* _TASK DIRECTIONS_
Could you rewrite the listing below with every "each instance" changed to "every instance" and everything else left as it is?

* _RAW RECORDS_
++++++++++++++++++++

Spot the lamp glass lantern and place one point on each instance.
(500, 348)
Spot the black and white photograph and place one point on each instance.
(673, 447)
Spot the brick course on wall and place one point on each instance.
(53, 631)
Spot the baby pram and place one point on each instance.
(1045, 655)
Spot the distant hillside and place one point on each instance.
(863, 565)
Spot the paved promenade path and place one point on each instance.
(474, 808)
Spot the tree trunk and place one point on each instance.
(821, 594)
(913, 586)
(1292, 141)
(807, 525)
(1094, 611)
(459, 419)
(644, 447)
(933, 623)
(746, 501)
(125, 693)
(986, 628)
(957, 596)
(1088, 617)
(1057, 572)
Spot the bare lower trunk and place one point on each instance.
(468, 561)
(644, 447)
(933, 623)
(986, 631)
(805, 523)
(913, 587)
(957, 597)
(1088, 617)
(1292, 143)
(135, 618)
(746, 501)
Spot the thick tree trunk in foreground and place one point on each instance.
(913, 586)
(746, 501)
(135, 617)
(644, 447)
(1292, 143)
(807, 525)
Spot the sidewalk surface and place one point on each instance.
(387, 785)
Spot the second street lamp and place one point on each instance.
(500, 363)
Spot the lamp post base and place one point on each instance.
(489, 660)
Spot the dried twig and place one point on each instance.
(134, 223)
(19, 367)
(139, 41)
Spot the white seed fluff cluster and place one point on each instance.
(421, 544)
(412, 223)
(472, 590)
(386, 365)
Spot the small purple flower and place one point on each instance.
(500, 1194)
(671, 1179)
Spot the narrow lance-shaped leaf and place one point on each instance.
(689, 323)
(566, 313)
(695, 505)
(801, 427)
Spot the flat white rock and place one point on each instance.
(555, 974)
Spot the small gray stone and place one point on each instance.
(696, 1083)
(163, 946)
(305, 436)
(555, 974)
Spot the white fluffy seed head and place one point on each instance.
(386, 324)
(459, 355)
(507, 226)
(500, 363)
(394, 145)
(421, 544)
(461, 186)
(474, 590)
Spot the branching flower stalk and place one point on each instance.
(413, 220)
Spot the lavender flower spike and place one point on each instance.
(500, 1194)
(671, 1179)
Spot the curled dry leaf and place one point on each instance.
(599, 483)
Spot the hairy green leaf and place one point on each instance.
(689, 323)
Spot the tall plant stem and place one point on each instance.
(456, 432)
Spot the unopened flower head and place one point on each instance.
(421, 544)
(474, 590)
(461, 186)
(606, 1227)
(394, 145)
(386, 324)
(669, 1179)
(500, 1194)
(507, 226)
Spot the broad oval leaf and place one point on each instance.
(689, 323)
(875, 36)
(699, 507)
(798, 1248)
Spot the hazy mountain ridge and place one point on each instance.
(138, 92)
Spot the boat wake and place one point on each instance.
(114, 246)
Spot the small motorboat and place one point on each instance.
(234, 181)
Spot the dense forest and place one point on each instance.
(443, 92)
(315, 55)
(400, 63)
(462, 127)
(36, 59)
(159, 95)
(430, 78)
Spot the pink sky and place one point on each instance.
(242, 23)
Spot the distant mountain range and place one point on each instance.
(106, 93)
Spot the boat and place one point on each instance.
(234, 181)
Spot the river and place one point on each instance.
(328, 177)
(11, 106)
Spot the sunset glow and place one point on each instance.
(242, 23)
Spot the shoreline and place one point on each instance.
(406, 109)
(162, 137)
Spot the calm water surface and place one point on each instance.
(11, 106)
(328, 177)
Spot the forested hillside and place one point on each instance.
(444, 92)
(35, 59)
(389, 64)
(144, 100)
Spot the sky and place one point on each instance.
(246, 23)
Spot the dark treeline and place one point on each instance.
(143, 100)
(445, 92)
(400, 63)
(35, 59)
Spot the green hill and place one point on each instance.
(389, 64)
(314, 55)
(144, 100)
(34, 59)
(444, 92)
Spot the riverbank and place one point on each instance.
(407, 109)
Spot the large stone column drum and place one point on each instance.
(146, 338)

++++++++++++++++++++

* _WRITTEN RESPONSE_
Spot the lamp glass lantern and place one point on every instance.
(500, 348)
Spot the black and white photograph and place one point on every instance.
(673, 447)
Spot the brick course on wall and place one point on every instance.
(53, 631)
Spot the baby pram and place one point on every instance.
(1045, 655)
Spot the distant hillside and place one point on every instance.
(863, 565)
Spot the paved promenade path and place one point on every instance.
(474, 808)
Spot the tree trunk and place one point on every instance.
(821, 594)
(913, 586)
(1292, 141)
(807, 525)
(1094, 611)
(459, 419)
(644, 447)
(933, 623)
(746, 501)
(125, 693)
(986, 628)
(957, 596)
(1088, 617)
(1057, 572)
Spot the bare lower trunk and place one point on every instance.
(468, 561)
(644, 447)
(933, 623)
(986, 631)
(805, 523)
(913, 587)
(957, 597)
(1088, 617)
(1292, 143)
(135, 618)
(746, 501)
Spot the thick tree trunk in foreground and place one point on every instance.
(913, 586)
(746, 501)
(135, 617)
(644, 447)
(1292, 143)
(807, 525)
Spot the sidewalk surface and place one point on every instance.
(387, 785)
Spot the second street lamp and place one point on every instance.
(500, 363)
Spot the lamp post base and place one point on every instance.
(489, 660)
Spot the dried twig and place one point on every instance.
(134, 223)
(19, 367)
(139, 41)
Spot the white seed fluff cluster and place one point on every instance.
(421, 544)
(412, 223)
(472, 590)
(386, 365)
Spot the small purple flower and place one point on every instance.
(500, 1194)
(671, 1179)
Spot the narrow lance-shaped leaf and place one point on every instance.
(689, 323)
(566, 313)
(695, 505)
(801, 427)
Spot the flat white rock and place one point on every instance.
(555, 974)
Spot the small gray stone and place one point on every instance.
(696, 1083)
(163, 946)
(305, 436)
(555, 974)
Spot the white fluffy seed head and place one point on every instance.
(386, 324)
(459, 355)
(507, 226)
(500, 363)
(394, 145)
(421, 544)
(461, 186)
(474, 590)
Spot the branching flower stalk and place one point on every instance.
(413, 220)
Spot the lavender flower spike and place one point on every instance.
(500, 1194)
(671, 1179)
Spot the curled dry leaf and place one point on every instance.
(599, 483)
Spot the hairy green leaf and place one point on every instance.
(689, 323)
Spot the tall plant stem and place one point on every instance.
(456, 432)
Spot the unopened flower head and place one point on every instance.
(421, 544)
(474, 590)
(461, 186)
(606, 1227)
(394, 145)
(386, 324)
(669, 1179)
(500, 1194)
(507, 226)
Spot the broad oval leaf and place one point on every instance.
(689, 323)
(875, 36)
(699, 507)
(798, 1248)
Spot the hazy mountain ridge and place one point on every instance.
(138, 92)
Spot the boat wake and place one point on every instance.
(114, 246)
Spot the small motorboat and place one point on every instance.
(234, 181)
Spot the dense forest and place one point on every instance.
(443, 92)
(315, 55)
(400, 63)
(462, 127)
(36, 59)
(159, 95)
(430, 78)
Spot the pink sky and place one point on every instance.
(242, 23)
Spot the distant mountain range and place one point on every instance.
(106, 93)
Spot the boat and place one point on every instance.
(234, 181)
Spot the river and place one point on every instance.
(328, 177)
(11, 106)
Spot the sunset glow and place one point on every instance.
(242, 23)
Spot the shoreline and place one point on every instance.
(406, 109)
(162, 137)
Spot the calm water surface and place one point on every instance.
(11, 106)
(328, 177)
Spot the forested hillside and place one point on every instance.
(444, 92)
(35, 59)
(389, 64)
(144, 100)
Spot the sky and place one point on every instance.
(246, 23)
Spot the dark treeline and place one point on every instance.
(143, 100)
(445, 92)
(400, 63)
(35, 59)
Spot the green hill and place one point on every instance.
(389, 64)
(314, 55)
(144, 100)
(34, 59)
(444, 92)
Spot the riverbank and place one point on every instance.
(407, 109)
Spot the large stone column drum and place one point on every instance.
(146, 338)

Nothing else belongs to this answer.